TASK REQUIREMENTS:
Return the lines below that contain "bare".

EXTRACTED ENTRIES:
========================================
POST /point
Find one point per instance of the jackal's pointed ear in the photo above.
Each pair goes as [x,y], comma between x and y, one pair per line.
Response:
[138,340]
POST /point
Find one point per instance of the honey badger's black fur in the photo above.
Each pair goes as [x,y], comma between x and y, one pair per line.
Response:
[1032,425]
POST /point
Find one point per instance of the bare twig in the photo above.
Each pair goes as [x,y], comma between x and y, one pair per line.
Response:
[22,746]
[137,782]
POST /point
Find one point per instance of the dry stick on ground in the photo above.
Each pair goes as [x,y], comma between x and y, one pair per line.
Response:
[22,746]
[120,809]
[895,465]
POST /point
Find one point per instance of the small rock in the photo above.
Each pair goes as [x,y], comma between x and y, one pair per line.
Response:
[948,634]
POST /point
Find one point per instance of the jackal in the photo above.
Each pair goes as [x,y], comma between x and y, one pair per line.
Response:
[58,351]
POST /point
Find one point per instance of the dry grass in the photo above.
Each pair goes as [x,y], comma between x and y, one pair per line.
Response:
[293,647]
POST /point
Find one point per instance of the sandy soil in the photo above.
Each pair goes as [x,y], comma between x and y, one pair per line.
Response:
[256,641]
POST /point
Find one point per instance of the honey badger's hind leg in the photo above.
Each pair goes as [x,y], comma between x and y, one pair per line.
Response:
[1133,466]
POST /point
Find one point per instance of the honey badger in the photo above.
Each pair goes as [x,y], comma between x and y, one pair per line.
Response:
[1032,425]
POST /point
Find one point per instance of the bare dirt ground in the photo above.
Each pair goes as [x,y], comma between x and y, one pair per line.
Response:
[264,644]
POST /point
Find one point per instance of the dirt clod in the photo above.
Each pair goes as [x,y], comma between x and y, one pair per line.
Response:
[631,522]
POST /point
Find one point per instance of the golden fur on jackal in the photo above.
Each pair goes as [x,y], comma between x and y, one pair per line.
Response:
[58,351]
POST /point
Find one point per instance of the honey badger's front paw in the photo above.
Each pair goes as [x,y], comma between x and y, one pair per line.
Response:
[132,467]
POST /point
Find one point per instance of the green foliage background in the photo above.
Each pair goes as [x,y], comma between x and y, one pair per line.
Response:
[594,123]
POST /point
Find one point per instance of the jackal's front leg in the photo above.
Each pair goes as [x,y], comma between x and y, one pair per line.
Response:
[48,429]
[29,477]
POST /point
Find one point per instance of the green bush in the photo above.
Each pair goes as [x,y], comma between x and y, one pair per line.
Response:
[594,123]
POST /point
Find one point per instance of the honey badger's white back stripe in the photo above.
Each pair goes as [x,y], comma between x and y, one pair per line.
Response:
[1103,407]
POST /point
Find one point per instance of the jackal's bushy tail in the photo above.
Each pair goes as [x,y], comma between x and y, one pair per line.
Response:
========================================
EXERCISE RESPONSE:
Find one point per instance of the bare twig in the photo above.
Find one point per instance of the bare dirt ground in the photo above.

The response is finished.